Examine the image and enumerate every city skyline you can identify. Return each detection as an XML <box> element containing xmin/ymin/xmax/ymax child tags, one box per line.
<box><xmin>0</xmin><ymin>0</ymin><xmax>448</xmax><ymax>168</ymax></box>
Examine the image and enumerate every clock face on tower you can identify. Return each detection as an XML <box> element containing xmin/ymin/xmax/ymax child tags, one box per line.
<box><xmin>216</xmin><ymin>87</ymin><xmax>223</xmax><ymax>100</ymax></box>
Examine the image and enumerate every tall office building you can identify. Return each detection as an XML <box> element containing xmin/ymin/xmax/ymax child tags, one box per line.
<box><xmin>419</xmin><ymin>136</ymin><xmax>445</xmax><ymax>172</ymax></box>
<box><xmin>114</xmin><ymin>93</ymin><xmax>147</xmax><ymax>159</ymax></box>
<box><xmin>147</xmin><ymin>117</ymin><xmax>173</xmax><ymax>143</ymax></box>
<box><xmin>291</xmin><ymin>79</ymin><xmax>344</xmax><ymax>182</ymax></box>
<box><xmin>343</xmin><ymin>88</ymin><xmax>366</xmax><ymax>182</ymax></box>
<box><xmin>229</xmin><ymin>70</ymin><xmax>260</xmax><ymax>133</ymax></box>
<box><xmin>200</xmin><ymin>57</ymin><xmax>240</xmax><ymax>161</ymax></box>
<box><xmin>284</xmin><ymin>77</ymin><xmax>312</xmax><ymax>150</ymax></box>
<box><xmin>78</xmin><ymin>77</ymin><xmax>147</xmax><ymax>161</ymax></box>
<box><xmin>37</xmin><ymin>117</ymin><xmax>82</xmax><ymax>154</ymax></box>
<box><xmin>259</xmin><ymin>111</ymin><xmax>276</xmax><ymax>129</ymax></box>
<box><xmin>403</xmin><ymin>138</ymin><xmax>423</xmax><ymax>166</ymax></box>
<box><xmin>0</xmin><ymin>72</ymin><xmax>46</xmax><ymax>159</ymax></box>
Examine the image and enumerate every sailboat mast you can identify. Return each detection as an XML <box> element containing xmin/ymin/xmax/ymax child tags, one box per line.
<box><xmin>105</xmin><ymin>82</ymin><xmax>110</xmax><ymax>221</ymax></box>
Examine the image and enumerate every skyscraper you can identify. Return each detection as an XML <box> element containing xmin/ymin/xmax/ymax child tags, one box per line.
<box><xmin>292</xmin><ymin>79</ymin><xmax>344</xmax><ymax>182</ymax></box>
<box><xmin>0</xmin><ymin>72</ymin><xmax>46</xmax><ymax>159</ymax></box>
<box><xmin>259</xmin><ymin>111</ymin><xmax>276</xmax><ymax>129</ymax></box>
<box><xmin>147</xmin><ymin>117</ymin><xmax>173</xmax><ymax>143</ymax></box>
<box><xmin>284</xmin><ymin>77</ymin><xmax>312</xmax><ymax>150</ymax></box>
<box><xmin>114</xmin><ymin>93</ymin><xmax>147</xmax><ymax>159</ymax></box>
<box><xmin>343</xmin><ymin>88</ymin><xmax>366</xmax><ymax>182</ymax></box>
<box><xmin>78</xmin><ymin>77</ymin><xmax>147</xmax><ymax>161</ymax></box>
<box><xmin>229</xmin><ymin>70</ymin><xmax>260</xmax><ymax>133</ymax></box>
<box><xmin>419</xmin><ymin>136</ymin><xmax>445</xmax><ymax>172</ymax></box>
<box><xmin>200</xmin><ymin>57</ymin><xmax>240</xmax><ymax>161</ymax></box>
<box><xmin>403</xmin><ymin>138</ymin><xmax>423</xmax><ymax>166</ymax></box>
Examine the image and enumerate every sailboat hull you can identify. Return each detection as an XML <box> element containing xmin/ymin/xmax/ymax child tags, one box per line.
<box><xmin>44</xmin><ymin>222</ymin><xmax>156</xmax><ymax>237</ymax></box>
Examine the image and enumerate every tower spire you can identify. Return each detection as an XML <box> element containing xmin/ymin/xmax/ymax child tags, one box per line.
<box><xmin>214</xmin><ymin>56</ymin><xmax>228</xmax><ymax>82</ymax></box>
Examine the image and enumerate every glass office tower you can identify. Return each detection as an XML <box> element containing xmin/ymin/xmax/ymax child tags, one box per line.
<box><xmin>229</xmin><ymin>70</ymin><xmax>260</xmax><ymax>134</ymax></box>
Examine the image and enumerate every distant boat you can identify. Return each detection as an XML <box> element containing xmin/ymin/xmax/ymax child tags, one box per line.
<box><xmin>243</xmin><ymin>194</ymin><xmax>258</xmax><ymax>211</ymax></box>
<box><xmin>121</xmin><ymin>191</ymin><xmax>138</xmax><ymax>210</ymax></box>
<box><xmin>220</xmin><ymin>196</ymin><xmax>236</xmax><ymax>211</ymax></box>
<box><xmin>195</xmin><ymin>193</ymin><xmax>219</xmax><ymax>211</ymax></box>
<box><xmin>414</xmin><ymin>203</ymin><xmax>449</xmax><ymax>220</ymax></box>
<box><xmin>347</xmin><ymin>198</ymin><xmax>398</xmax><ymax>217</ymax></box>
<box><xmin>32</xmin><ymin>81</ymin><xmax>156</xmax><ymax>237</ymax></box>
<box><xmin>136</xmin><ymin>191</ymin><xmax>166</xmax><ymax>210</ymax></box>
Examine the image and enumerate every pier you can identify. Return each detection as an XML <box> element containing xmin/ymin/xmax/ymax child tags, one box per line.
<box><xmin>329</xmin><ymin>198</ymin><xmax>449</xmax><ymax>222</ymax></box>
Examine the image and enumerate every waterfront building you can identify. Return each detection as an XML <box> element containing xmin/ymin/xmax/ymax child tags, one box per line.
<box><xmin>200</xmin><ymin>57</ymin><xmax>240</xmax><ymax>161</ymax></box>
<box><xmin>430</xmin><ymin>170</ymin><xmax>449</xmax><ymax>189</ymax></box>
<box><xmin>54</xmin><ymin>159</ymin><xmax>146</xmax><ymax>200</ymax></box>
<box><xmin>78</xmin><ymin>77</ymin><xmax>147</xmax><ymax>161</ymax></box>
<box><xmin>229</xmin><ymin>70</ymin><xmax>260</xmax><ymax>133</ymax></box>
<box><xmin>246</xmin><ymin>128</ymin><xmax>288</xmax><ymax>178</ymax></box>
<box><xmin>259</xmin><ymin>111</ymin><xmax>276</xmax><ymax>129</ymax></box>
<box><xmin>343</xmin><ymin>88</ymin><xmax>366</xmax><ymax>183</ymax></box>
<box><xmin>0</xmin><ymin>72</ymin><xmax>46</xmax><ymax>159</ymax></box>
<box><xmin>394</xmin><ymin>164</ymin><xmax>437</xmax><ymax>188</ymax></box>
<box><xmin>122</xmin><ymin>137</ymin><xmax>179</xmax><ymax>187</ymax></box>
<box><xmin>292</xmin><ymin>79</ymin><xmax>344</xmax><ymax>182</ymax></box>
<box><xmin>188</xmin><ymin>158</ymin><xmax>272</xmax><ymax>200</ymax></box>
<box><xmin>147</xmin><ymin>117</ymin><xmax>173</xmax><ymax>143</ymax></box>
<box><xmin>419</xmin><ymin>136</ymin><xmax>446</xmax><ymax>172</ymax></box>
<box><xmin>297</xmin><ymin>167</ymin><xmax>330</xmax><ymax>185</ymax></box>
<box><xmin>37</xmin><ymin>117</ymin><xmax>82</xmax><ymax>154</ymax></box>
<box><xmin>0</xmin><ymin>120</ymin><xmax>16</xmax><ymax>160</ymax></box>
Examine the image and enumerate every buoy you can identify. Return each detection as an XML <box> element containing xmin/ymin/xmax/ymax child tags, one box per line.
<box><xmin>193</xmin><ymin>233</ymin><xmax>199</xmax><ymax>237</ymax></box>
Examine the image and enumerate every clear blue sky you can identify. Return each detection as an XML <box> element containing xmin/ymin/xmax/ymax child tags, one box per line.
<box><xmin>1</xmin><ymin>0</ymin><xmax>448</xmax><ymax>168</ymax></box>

| Exercise |
The lines from the one containing "Examine the image and enumerate every clear" through the last line of the material above are to be copied exactly, both ends included.

| Reply to the exercise |
Examine the image and enumerate every clear blue sky you can identify. Return each detection as an XML <box> element containing xmin/ymin/xmax/ymax child tags, one box per line.
<box><xmin>1</xmin><ymin>0</ymin><xmax>448</xmax><ymax>168</ymax></box>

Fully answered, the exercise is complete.